##### EXTRAIT DU TEXTE #####
Auteur d'un seul roman, un succès commercial lui ayant permis
de vivre comme un bohème presque jusqu'à la fin de ses
jours, François Agira (Raymond Bouchard) se retrouve avec ses
deux fils dans une maison aussi fragile que son sens des responsabilités.
Un homme d'affaires froid et rationnel, Patrick (David La Haye) doit
parfois subvenir aux besoins de son frère Paul Agira (Paul Ahmarani),
retenant du côté artiste irresponsable de son père.
Sans grand talent littéraire, Paul s'évade surtout dans
les drogues. Dépourvu de folie, Patrick a beaucoup de difficulté
à supporter le désordre dans lequel semble se complaire
Paul et son père François. Lorsque la dernière
heure de François sera annoncée, les trois apprendront
à s'aimer pour de vrai. Ensuite les deux fils se diront indirectement
: « Peut-être avait-il raison après tout ? »
#####
EXERCICES:
(a) Traduisez en anglais cette phrase de l'extrait : « Sans grand talent littéraire, Paul s'évade surtout dans les drogues. »
(b) Citez sans rien changer tout ce qui va de la première des lignes jusqu'à celle qui contient « [[[28,35],[22,18],[7,24],[2,30],[20,40]]] », les deux bornes comprises.
##### LIGNES #####
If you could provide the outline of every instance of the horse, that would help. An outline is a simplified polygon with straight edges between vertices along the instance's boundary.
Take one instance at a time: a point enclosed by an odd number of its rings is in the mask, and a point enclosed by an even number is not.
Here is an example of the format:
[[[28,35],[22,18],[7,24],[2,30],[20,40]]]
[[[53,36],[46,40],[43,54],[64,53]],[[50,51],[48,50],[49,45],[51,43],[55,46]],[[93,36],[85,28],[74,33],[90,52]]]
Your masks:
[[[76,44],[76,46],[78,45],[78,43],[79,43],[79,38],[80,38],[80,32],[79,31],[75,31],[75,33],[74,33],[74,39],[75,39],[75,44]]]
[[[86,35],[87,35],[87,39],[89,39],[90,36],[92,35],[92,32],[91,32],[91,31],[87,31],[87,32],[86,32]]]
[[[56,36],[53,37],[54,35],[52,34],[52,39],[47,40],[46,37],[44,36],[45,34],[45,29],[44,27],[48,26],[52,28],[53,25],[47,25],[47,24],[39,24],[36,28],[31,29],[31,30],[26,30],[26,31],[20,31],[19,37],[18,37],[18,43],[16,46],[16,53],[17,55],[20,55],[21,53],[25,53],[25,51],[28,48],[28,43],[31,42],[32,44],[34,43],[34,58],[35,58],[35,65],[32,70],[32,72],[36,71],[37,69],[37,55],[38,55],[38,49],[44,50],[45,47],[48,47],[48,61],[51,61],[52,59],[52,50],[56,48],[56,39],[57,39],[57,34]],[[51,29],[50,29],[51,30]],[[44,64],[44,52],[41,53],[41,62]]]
#####
CORRIGÉS:
(a) With little literary talent, Paul escapes mostly into drugs.

(b)
If you could provide the outline of every instance of the horse, that would help. An outline is a simplified polygon with straight edges between vertices along the instance's boundary.
Take one instance at a time: a point enclosed by an odd number of its rings is in the mask, and a point enclosed by an even number is not.
Here is an example of the format:
[[[28,35],[22,18],[7,24],[2,30],[20,40]]]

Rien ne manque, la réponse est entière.